ABD Başkanlarına zorla “sol yumruk” yaptırmaya çalışmak, Küba’nın ideolojik açmazlarını gösteriyor. Bu yolun sonu Gorbaçov’a mı çıkacak?

Rolling Stones’un 25 Mart 2016 tarihli Havana konserinde görülen Che “pankartı”.

Yağmurlu bir Mart sabahı Havana’ya ayak basan ABD Başkanı, “Buraya Soğuk Savaş’ın Amerika kıtasındaki son kalıntısını gömmeye geldim” dedi. Soğuk Savaş, sosyalizmle emperyalizmin çarpışmasından doğduğuna göre, takım elbiseli mezarcılar kimin çukurunu kazmaya geldi Küba’ya?

Küba Cumhuriyeti ambargolara, işgal ve suikast girişimlerine rağmen 57 yaşında. Kabına sığmayan bir devrimdi. Kendi ülkelerindeki devrimi yalnızca bir başlangıç olarak gören binlerce Kübalı, son durağı Afrika ormanları ya da Latin Amerika dağları olan bir maceraya atılmıştı devrimden sonra.

57 yıl boyunca tek bir Amerikan başkanının ayak basamadığı Havana sokakları, Latin Amerika’nın devrimci kadrolarına kucak açtı. Küba, dünyanın her yerinden gelen devrimcilerin buluştuğu bir eğitim merkeziydi. Evlatlarının başsız bedenlerini mısır tarlalarına atılmış halde bulan yoksul El Salvador, Nikaragua ve Kolombiya köylüleri, ölüm mangalarından Küba’nın verdiği silahlar sayesinde hesap sorabiliyordu.

Kaderini dünya halklarının kaderiyle bu kadar birleştirmiş bir ülke az bulunur. Haliyle halklar köşeye sıkışıp yalnızlaşırken, Küba halkı da ağır bir tecrit altında buldu kendini. Ülke 1980’lerde varını yoğunu Angola, El Salvador ve Nikaragua devrimlerine verirken, Sovyetler Birliği’nin yöneticisi Gorbaçov’un ABD Başkanı ile el sıkışan, gülüşen fotoğrafları yayınlanıyordu.

ABD Başkanı Ronald Reagan ve SSCB Başkanı Mihail Gorbaçov (1986)

- [Görevler]
A: Küba üzerine yazıda adıyla anılan kişileri sıralayın.
B: Küba üzerine yazıyı son cümlesinden sonra devam ettirin.

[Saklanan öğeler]
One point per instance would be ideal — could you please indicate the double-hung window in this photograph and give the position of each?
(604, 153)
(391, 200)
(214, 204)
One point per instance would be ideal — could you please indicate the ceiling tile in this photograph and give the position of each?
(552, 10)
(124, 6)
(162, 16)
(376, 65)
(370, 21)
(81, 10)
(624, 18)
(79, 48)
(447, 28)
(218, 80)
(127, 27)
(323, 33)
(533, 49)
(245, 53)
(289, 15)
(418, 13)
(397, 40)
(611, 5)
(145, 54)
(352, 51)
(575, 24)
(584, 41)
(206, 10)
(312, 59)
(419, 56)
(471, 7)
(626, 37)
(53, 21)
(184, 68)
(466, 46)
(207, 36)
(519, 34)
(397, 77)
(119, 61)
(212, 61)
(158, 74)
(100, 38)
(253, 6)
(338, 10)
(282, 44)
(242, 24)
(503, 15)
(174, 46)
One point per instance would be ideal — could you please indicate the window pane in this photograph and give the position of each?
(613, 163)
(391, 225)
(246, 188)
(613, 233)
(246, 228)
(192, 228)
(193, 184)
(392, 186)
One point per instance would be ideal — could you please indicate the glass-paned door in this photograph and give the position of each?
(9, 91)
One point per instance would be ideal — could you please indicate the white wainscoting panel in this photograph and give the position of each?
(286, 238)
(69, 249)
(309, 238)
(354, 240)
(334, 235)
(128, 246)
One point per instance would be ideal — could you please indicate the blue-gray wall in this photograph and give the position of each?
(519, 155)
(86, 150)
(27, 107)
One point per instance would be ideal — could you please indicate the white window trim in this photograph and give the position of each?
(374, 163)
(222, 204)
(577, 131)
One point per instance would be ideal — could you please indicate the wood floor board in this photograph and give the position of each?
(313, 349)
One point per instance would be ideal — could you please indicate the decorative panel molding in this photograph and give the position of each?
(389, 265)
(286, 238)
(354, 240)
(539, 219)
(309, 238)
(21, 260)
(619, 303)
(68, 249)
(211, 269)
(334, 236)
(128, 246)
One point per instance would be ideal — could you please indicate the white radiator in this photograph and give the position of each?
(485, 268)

- [Beklenen yanıtlar]
A: Yazıda adıyla anılan kişiler Che, Ronald Reagan ve Mihail Gorbaçov'dur.

B:
El Salvador’da her yıl 15 bin insanı akla gelebilecek en acılı yöntemlerle öldüren faşist çeteleri eğitip silahlandıran ABD’nin başkanıyla.

Güney Afrika’nın ırkçı rejimine kol kanat germiş ABD’nin başkanıyla.

Tüm dünya emekçilerinin kazanılmış haklarına göz koyan yeni bir kapitalist saldırıyı çoktan başlatmış olan Ronald Reagan’la…

Emperyalizm halkları hırpalayıp terbiye etmeye çalışıyor, Gorbaçov ise büyük bir açılım yapıyormuş gibi, tüm insanlığın barış içinde bir arada yaşayacağı günlerden haberler getiriyordu. SSCB yöneticilerine göre, nereden gelirse gelsin, şiddet ülkeleri istikrarsızlaştırarak barışa engel oluyor, insanlığa zarar veriyordu. Dünyadaki sorunlar konuşarak, anlaşarak çözülecekti. ABD ile anlaşan SSCB, 1980’ler biterken ulusal kurtuluş hareketlerine verdiği desteği bir gecede çekti.

Sovyet Dışişleri Bakanlığı’nın Latin Amerika Dairesi sorumlusu Yuri Pavlov, 1989 yılındaki bir açıklamasında “Ne SSCB ne de Küba devrim ihraç etmektedir. Birleşik Devletler de SSCB’nin Latin Amerika’daki ilişkilerini ABD’nin ya da Batı’nın Latin Amerika’yla olan ilişkilerine zarar vermek için kullanmaya çalışmadığından emin olsun,” diyordu. Aynı yıl imzalanan Sovyet-Küba Dostluk Anlaşması, iki ülkenin de “devletlerarası ilişkilerde şiddet ya da zor kullanmayı ya da kullanma tehdidini” bir kenara bıraktığını ve “devletler arasındaki çatışmaların yalnızca barışçıl ve siyasal araçlarla çözülmesine destek olacağını” söylüyordu.

O yıl yapılan Moskova Barış Festivali, Sovyetler Birliği’ne nihayet özgürlüğün geldiğinin göstergesiydi emperyalist basına göre: Scorpions, Ozzy Osbourne, Motley Crue ve Bon Jovi gibi çoğu Amerika kökenli rock ikonlarının, Sovyetler’de ilk kez kafa çekip sahneye çıkışları olacaktı bu. Ama konserlerden sonra barış değil, çöküş geldi. SSCB çok değil, iki sene sonra dağılırken, milyonlarca insan işsiz, evsiz ve sağlıksız yaşama özgürlüğüyle tanıştı. Getirdikleri özgürlük karşılığında, kazandıkları milyonları paylaşmaya istekli olmayan Rock grupları da çoktan işlerini bitirip ülkelerine geri dönmüştü.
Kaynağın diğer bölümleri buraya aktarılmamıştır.